Task directions: Express the rows below as a JSON list of strings, with one string per line and no blank lines.

-=-=-

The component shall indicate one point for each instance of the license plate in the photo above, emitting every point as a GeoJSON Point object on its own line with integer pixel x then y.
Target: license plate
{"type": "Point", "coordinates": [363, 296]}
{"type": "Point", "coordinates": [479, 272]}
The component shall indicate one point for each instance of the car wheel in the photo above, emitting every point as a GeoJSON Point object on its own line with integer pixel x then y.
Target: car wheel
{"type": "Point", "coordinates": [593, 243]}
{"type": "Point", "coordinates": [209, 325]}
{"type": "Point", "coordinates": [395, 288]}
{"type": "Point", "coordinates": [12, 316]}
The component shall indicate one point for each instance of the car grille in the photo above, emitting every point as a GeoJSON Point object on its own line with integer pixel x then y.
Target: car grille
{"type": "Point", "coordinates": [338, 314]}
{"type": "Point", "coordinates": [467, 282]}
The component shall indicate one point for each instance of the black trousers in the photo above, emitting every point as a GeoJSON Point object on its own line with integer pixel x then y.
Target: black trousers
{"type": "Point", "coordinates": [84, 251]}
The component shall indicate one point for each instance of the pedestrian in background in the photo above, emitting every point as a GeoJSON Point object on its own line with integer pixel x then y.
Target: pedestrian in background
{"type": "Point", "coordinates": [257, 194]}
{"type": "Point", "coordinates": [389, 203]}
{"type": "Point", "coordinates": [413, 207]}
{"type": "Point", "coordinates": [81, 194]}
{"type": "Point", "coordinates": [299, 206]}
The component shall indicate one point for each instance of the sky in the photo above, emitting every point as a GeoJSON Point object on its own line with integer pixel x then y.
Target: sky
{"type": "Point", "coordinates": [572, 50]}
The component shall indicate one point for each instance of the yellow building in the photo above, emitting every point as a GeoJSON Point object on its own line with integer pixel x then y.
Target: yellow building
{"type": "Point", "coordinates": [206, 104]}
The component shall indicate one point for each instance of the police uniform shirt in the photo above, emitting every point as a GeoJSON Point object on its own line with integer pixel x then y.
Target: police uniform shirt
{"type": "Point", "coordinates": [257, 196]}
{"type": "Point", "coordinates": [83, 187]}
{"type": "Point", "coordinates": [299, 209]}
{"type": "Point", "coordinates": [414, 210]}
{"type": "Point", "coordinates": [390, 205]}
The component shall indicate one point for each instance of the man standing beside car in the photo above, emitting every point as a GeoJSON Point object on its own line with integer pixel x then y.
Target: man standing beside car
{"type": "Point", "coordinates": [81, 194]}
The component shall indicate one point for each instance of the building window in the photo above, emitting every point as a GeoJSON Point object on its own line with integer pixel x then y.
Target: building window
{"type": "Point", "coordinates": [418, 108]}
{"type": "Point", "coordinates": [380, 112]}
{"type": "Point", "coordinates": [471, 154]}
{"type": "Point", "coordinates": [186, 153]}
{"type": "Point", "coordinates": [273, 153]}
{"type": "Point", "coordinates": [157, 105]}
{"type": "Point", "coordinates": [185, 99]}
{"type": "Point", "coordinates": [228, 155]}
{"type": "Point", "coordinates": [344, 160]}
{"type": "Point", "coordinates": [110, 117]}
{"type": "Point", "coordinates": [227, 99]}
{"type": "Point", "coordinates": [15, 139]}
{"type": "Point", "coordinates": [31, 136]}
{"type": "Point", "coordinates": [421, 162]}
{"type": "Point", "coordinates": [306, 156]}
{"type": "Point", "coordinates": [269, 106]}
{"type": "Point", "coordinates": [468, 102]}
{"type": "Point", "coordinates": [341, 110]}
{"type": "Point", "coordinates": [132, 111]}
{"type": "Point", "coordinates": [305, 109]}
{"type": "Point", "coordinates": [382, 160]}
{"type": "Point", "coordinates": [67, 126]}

-=-=-

Answer:
[
  "The component shall indicate one point for each instance of the license plate in the photo above, emitting every point as a GeoJSON Point object on its own line with integer pixel x then y.",
  "Target: license plate",
  "{\"type\": \"Point\", \"coordinates\": [363, 296]}",
  "{\"type\": \"Point\", \"coordinates\": [479, 272]}",
  "The component shall indicate one point for each instance of the car wheel in the photo above, emitting every point as a GeoJSON Point object on its own line with integer pixel x then y.",
  "Target: car wheel",
  "{\"type\": \"Point\", \"coordinates\": [593, 243]}",
  "{\"type\": \"Point\", \"coordinates\": [209, 325]}",
  "{\"type\": \"Point\", \"coordinates\": [395, 288]}",
  "{\"type\": \"Point\", \"coordinates\": [12, 316]}",
  "The component shall indicate one point for each instance of the car grille in the photo above, emitting every point as a GeoJSON Point object on its own line with integer pixel x then y.",
  "Target: car grille",
  "{\"type\": \"Point\", \"coordinates\": [338, 314]}",
  "{\"type\": \"Point\", \"coordinates\": [467, 282]}",
  "The component shall indicate one point for each instance of the black trousers in the photo above, emitting every point as a GeoJSON Point object on its own line with integer pixel x then y.",
  "Target: black trousers",
  "{\"type\": \"Point\", \"coordinates\": [84, 251]}",
  "The component shall indicate one point for each instance of the pedestrian in background in the photo above, emitting every point as a GeoJSON Point object on its own line with integer pixel x then y.",
  "Target: pedestrian in background",
  "{\"type\": \"Point\", \"coordinates\": [257, 194]}",
  "{\"type\": \"Point\", \"coordinates\": [389, 203]}",
  "{\"type\": \"Point\", \"coordinates\": [413, 207]}",
  "{\"type\": \"Point\", \"coordinates\": [81, 194]}",
  "{\"type\": \"Point\", \"coordinates\": [299, 206]}",
  "The component shall indicate one point for each instance of the sky in the photo above, emitting every point as a GeoJSON Point object on its own line with integer pixel x then y.",
  "Target: sky",
  "{\"type\": \"Point\", \"coordinates\": [572, 50]}",
  "The component shall indicate one point for each instance of the yellow building in the photo above, emitting every point as a GeoJSON Point object on its own line with integer pixel x then y.",
  "Target: yellow building",
  "{\"type\": \"Point\", \"coordinates\": [206, 104]}",
  "The component shall indicate one point for each instance of the police uniform shirt in the photo above, emitting every point as a GeoJSON Point object on its own line with integer pixel x then y.",
  "Target: police uniform shirt",
  "{\"type\": \"Point\", \"coordinates\": [257, 196]}",
  "{\"type\": \"Point\", \"coordinates\": [83, 187]}",
  "{\"type\": \"Point\", \"coordinates\": [299, 209]}",
  "{\"type\": \"Point\", \"coordinates\": [414, 210]}",
  "{\"type\": \"Point\", \"coordinates\": [390, 205]}",
  "The component shall indicate one point for each instance of the man standing beside car in the photo above, emitting every point as a GeoJSON Point object on its own line with integer pixel x then y.",
  "Target: man standing beside car",
  "{\"type\": \"Point\", \"coordinates\": [81, 194]}",
  "The component shall indicate one point for each instance of the building window in the photo above, emitting every point as a GeoJSON Point object on its own line with integer pixel x then y.",
  "Target: building window",
  "{\"type\": \"Point\", \"coordinates\": [418, 108]}",
  "{\"type\": \"Point\", \"coordinates\": [380, 112]}",
  "{\"type\": \"Point\", \"coordinates\": [471, 154]}",
  "{\"type\": \"Point\", \"coordinates\": [186, 153]}",
  "{\"type\": \"Point\", \"coordinates\": [273, 153]}",
  "{\"type\": \"Point\", \"coordinates\": [157, 105]}",
  "{\"type\": \"Point\", \"coordinates\": [185, 99]}",
  "{\"type\": \"Point\", \"coordinates\": [228, 155]}",
  "{\"type\": \"Point\", \"coordinates\": [344, 160]}",
  "{\"type\": \"Point\", \"coordinates\": [110, 117]}",
  "{\"type\": \"Point\", \"coordinates\": [227, 99]}",
  "{\"type\": \"Point\", \"coordinates\": [15, 139]}",
  "{\"type\": \"Point\", \"coordinates\": [31, 136]}",
  "{\"type\": \"Point\", \"coordinates\": [421, 162]}",
  "{\"type\": \"Point\", \"coordinates\": [306, 156]}",
  "{\"type\": \"Point\", \"coordinates\": [269, 106]}",
  "{\"type\": \"Point\", \"coordinates\": [468, 102]}",
  "{\"type\": \"Point\", \"coordinates\": [341, 110]}",
  "{\"type\": \"Point\", \"coordinates\": [132, 111]}",
  "{\"type\": \"Point\", \"coordinates\": [305, 109]}",
  "{\"type\": \"Point\", \"coordinates\": [382, 160]}",
  "{\"type\": \"Point\", \"coordinates\": [67, 126]}"
]